- Written exercise: Rewrite all the items below, switching each "Circle" to "Outline" and leaving everything else unchanged.

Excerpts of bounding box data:
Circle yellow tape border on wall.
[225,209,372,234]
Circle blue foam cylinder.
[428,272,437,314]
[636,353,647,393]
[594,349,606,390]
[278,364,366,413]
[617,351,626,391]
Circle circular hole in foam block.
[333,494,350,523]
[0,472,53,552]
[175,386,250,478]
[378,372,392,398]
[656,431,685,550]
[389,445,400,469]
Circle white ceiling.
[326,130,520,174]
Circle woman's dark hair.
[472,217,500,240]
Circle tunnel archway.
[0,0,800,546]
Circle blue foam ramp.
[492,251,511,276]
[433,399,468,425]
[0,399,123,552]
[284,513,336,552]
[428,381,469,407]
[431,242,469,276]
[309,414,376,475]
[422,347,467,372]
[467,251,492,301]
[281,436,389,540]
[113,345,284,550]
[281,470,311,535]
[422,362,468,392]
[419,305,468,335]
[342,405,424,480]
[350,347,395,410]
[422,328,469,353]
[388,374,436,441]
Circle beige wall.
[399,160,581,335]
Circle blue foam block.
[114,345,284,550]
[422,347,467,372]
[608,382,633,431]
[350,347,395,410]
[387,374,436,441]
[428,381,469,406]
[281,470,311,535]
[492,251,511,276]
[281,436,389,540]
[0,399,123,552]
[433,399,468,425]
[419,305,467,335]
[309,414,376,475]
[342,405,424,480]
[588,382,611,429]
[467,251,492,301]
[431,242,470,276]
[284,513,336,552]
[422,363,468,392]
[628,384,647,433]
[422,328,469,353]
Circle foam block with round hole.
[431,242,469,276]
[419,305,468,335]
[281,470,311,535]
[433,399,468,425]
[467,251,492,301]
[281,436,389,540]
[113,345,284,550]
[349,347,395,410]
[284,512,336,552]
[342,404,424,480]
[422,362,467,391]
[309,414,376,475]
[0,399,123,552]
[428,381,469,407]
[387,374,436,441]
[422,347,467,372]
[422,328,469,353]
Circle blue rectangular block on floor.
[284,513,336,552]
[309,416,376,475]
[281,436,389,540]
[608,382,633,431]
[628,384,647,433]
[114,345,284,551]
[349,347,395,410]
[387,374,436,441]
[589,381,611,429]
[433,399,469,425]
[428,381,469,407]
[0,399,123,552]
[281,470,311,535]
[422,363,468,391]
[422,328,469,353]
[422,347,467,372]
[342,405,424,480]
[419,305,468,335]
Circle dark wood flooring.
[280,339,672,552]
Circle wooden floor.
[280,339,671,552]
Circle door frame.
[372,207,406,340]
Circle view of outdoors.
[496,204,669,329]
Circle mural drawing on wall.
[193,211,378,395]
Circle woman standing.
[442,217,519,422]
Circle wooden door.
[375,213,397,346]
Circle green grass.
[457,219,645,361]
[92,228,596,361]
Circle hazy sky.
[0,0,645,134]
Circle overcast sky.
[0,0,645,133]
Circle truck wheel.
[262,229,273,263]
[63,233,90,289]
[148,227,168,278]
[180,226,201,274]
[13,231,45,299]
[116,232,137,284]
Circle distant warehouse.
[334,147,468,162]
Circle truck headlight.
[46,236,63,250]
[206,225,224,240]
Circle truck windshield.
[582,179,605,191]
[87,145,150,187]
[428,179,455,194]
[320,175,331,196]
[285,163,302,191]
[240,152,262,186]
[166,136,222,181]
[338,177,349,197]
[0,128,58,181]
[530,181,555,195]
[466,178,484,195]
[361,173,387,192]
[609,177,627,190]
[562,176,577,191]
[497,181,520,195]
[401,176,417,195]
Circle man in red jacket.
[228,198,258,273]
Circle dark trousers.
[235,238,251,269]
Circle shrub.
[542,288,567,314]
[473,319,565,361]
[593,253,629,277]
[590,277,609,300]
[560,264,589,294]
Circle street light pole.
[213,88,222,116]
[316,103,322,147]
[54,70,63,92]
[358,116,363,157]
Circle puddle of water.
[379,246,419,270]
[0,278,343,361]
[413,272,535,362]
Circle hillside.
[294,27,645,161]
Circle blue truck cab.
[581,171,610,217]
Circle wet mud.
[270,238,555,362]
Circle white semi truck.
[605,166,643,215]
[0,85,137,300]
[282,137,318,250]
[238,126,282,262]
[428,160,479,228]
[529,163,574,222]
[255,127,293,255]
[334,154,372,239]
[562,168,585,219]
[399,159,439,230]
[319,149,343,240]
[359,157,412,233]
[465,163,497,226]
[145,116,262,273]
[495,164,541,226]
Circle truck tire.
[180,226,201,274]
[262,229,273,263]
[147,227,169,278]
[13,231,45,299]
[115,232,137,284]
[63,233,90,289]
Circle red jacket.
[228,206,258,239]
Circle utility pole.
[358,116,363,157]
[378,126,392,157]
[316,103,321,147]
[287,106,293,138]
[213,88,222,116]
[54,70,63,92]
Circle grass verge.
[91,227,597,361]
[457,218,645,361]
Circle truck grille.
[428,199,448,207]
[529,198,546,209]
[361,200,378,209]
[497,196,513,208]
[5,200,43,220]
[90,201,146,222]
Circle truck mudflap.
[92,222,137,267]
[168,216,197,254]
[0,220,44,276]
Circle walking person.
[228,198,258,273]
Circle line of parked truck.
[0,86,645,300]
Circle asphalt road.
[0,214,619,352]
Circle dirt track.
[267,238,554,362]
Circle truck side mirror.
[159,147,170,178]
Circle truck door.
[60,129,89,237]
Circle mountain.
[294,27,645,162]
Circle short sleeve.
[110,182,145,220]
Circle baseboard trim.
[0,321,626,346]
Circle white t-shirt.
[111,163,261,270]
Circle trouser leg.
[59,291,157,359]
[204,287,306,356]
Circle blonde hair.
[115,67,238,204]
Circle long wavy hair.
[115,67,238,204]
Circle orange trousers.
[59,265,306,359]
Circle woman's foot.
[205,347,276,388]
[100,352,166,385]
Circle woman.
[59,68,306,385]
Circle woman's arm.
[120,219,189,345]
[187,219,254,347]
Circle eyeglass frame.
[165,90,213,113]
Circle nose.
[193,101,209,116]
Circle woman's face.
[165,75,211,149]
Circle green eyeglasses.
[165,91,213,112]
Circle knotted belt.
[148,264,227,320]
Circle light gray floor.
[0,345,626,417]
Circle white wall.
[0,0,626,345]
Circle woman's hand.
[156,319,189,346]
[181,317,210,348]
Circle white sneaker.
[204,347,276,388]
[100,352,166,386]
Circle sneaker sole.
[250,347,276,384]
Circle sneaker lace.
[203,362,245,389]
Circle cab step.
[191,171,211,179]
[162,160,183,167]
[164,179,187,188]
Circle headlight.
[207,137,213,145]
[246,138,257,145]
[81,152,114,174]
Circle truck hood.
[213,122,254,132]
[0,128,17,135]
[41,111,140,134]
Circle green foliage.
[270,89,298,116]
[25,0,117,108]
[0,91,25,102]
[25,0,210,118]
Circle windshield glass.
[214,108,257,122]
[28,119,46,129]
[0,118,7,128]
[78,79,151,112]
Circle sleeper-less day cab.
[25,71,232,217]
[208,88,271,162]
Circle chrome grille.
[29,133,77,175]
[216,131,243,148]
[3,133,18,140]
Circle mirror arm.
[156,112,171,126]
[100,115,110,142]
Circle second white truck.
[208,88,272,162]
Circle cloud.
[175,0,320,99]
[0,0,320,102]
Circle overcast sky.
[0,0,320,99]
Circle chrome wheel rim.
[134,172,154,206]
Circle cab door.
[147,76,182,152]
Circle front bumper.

- Written response:
Outline yellow tape border on wall.
[225,209,372,234]
Outline blue foam cylinder.
[428,272,437,314]
[636,353,647,393]
[594,349,606,390]
[278,364,366,413]
[617,351,626,391]
Outline circular hole in foam block.
[333,494,350,523]
[0,472,53,552]
[175,386,250,478]
[378,372,392,398]
[656,431,685,550]
[389,445,400,469]
Outline white ceiling.
[326,130,520,174]
Outline woman's dark hair.
[472,217,500,240]
Outline tunnel archway.
[0,0,800,546]
Outline blue foam ramp.
[492,251,511,276]
[433,399,468,425]
[0,399,123,552]
[284,513,336,552]
[428,381,469,407]
[431,242,469,276]
[309,414,376,475]
[422,347,467,372]
[467,251,492,301]
[281,436,389,540]
[113,345,284,550]
[281,470,311,535]
[422,362,468,392]
[419,305,468,335]
[342,405,424,480]
[350,347,395,410]
[422,328,469,353]
[388,374,436,441]
Outline beige wall.
[399,160,581,335]
Outline blue foam block.
[114,345,284,550]
[422,347,467,372]
[608,382,633,431]
[350,347,395,410]
[387,374,436,441]
[428,381,469,406]
[281,470,311,535]
[492,251,511,276]
[281,436,389,540]
[0,399,123,552]
[433,399,468,425]
[419,305,467,335]
[309,414,376,475]
[342,405,424,480]
[588,382,611,429]
[467,251,492,301]
[431,242,470,276]
[284,513,336,552]
[422,363,468,392]
[628,384,647,433]
[422,328,469,353]
Outline foam block with round hole.
[431,242,469,276]
[419,305,468,335]
[281,470,311,535]
[433,399,468,425]
[467,251,492,301]
[281,436,389,540]
[113,345,284,550]
[349,347,395,410]
[284,512,336,552]
[342,404,424,480]
[422,362,467,391]
[309,414,376,475]
[0,399,123,552]
[428,381,469,407]
[387,374,436,441]
[422,347,467,372]
[422,328,469,353]
Outline blue rectangular block on floor.
[284,513,336,552]
[309,416,376,475]
[281,436,389,540]
[608,382,633,431]
[628,384,647,433]
[114,345,284,551]
[349,347,395,410]
[387,374,436,441]
[589,381,611,429]
[433,399,469,425]
[428,381,469,407]
[0,399,123,552]
[281,470,311,535]
[422,363,468,391]
[422,328,469,353]
[422,347,467,372]
[342,405,424,480]
[419,305,468,335]
Outline dark wood flooring.
[280,339,672,552]
Outline wooden floor.
[280,339,671,552]
Outline door frame.
[372,207,406,340]
Outline view of outdoors.
[496,204,669,329]
Outline mural drawing on wall.
[193,211,378,395]
Outline woman standing.
[442,217,519,422]
Outline wooden door.
[375,213,397,346]
Outline green grass.
[457,219,645,361]
[92,228,596,361]
Outline hazy sky.
[0,0,645,134]
Outline overcast sky.
[0,0,645,133]
Outline truck wheel.
[262,229,273,263]
[63,233,90,289]
[148,227,168,278]
[180,226,201,274]
[13,231,45,299]
[116,232,137,284]
Outline distant warehouse.
[334,147,468,162]
Outline truck headlight.
[46,236,63,250]
[206,225,224,240]
Outline truck windshield.
[582,179,605,191]
[87,145,150,187]
[428,179,455,194]
[320,175,331,196]
[285,163,302,191]
[240,152,262,186]
[166,136,222,181]
[338,177,349,197]
[0,128,58,181]
[530,181,555,195]
[466,178,484,195]
[361,173,387,192]
[609,177,627,190]
[562,176,577,191]
[497,181,520,195]
[401,176,417,195]
Outline man in red jacket.
[228,198,258,273]
Outline dark trousers.
[235,238,251,269]
Outline shrub.
[542,288,567,314]
[473,319,565,361]
[593,253,629,277]
[590,277,609,300]
[560,264,589,294]
Outline street light pole.
[213,88,222,116]
[316,103,322,147]
[54,70,63,92]
[358,116,363,157]
Outline puddle of water.
[379,246,419,270]
[0,278,343,361]
[413,272,535,362]
Outline hillside.
[294,27,645,161]
Outline blue truck cab.
[581,171,610,217]
Outline wet mud.
[270,238,555,362]
Outline white semi truck.
[605,166,643,215]
[0,85,137,300]
[282,137,318,250]
[238,126,282,262]
[428,160,479,228]
[529,163,574,222]
[255,127,293,255]
[334,154,372,239]
[562,168,585,219]
[399,159,439,230]
[319,149,343,240]
[359,157,412,233]
[465,163,497,226]
[145,116,262,273]
[495,164,541,226]
Outline truck tire.
[180,226,201,274]
[262,229,273,263]
[147,227,169,278]
[13,231,45,299]
[115,232,137,284]
[63,233,90,289]
Outline red jacket.
[228,206,258,239]
Outline utility pole.
[358,116,363,157]
[378,126,392,157]
[316,103,321,147]
[287,106,293,138]
[213,88,222,116]
[54,70,63,92]
Outline grass verge.
[91,227,597,361]
[457,218,645,361]
Outline truck grille.
[428,199,448,207]
[529,198,546,209]
[361,200,378,209]
[497,196,513,208]
[5,200,43,220]
[90,201,146,222]
Outline truck mudflap.
[92,222,137,267]
[168,216,197,254]
[0,220,44,276]
Outline walking person.
[228,198,258,273]
Outline line of parked truck.
[0,86,645,300]
Outline asphalt road.
[0,214,619,352]
Outline dirt track.
[267,238,554,362]
Outline truck side mirror.
[159,147,170,178]
Outline truck door.
[60,129,89,237]
Outline mountain.
[294,27,645,162]
Outline short sleeve.
[110,182,145,220]
Outline baseboard trim.
[0,321,626,346]
Outline white t-shirt.
[111,163,261,270]
Outline trouser leg.
[59,291,157,359]
[204,287,306,356]
Outline blonde hair.
[115,67,238,204]
Outline long wavy hair.
[115,67,238,204]
Outline orange trousers.
[59,265,306,359]
Outline woman's foot.
[205,347,276,388]
[100,352,166,385]
Outline woman.
[59,68,306,385]
Outline woman's arm.
[120,219,189,345]
[187,219,254,347]
Outline eyeglass frame.
[165,90,213,113]
Outline nose.
[193,101,209,116]
Outline woman's face.
[165,75,211,149]
Outline green eyeglasses.
[165,91,213,112]
Outline knotted belt.
[148,264,227,320]
Outline light gray floor.
[0,345,626,417]
Outline white wall.
[0,0,626,345]
Outline woman's hand.
[156,319,189,346]
[181,317,210,348]
Outline white sneaker.
[204,347,276,388]
[100,352,166,386]
Outline sneaker sole.
[250,347,276,384]
Outline sneaker lace.
[203,362,245,389]
Outline cab step.
[191,171,211,179]
[162,160,183,167]
[164,179,187,188]
Outline headlight.
[207,137,213,145]
[246,138,257,145]
[81,152,114,174]
Outline truck hood.
[213,122,254,132]
[0,128,17,135]
[41,111,140,134]
Outline green foliage.
[270,89,298,116]
[25,0,117,108]
[0,91,25,102]
[25,0,210,118]
Outline windshield glass.
[214,108,257,122]
[28,119,46,129]
[0,118,7,128]
[78,79,151,112]
Outline sleeper-less day cab.
[25,71,232,217]
[208,88,271,162]
Outline chrome grille.
[29,133,77,175]
[216,131,243,148]
[3,133,18,140]
Outline mirror arm.
[156,112,171,126]
[100,115,110,142]
Outline second white truck.
[208,88,272,162]
Outline cloud.
[175,0,320,99]
[0,0,320,102]
Outline overcast sky.
[0,0,320,99]
Outline chrome wheel rim.
[134,172,154,206]
Outline cab door.
[147,76,182,152]
Outline front bumper.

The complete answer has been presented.